[Items from a data source]
####

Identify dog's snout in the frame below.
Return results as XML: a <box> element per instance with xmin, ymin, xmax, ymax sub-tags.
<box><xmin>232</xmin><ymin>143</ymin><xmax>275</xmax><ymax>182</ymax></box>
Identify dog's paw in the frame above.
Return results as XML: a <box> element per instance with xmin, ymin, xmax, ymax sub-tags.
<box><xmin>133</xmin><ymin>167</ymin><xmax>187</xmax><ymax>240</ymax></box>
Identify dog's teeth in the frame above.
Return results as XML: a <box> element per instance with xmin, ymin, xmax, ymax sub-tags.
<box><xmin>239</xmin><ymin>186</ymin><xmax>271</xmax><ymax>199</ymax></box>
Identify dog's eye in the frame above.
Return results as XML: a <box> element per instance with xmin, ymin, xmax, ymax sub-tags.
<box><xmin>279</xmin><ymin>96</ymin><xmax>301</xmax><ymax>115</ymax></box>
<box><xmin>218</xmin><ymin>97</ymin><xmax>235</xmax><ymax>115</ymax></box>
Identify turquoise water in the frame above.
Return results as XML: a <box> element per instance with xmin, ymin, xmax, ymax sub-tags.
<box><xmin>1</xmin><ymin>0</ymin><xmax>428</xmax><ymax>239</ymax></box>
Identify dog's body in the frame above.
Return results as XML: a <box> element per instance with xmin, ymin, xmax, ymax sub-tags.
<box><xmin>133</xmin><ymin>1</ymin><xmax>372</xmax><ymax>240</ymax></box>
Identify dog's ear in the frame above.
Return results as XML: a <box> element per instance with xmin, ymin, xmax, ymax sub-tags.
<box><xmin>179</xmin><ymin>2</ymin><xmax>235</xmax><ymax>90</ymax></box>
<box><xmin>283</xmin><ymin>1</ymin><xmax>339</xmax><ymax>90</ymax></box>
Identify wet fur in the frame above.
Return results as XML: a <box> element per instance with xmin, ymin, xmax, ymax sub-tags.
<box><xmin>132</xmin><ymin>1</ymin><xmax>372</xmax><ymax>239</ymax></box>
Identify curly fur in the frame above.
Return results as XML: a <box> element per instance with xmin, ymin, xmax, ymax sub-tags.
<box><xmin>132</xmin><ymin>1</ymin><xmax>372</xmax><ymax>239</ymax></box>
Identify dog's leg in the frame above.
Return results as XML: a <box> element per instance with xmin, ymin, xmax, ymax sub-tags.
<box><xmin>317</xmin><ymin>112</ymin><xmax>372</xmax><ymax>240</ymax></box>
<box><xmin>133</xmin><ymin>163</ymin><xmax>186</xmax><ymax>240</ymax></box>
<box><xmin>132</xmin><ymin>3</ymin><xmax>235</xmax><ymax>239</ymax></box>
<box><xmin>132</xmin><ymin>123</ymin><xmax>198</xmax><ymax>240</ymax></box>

####

Among the entries above, locate the lines containing "Identify dog's eye in the frame above." and "Identify turquoise water in the frame above.", and transcribe exactly those two lines and all lines between.

Identify dog's eye in the frame above.
Return results as XML: a <box> element per instance with xmin, ymin, xmax, ymax sub-tags.
<box><xmin>279</xmin><ymin>96</ymin><xmax>301</xmax><ymax>115</ymax></box>
<box><xmin>218</xmin><ymin>97</ymin><xmax>235</xmax><ymax>115</ymax></box>
Identify turquoise water in the frame above.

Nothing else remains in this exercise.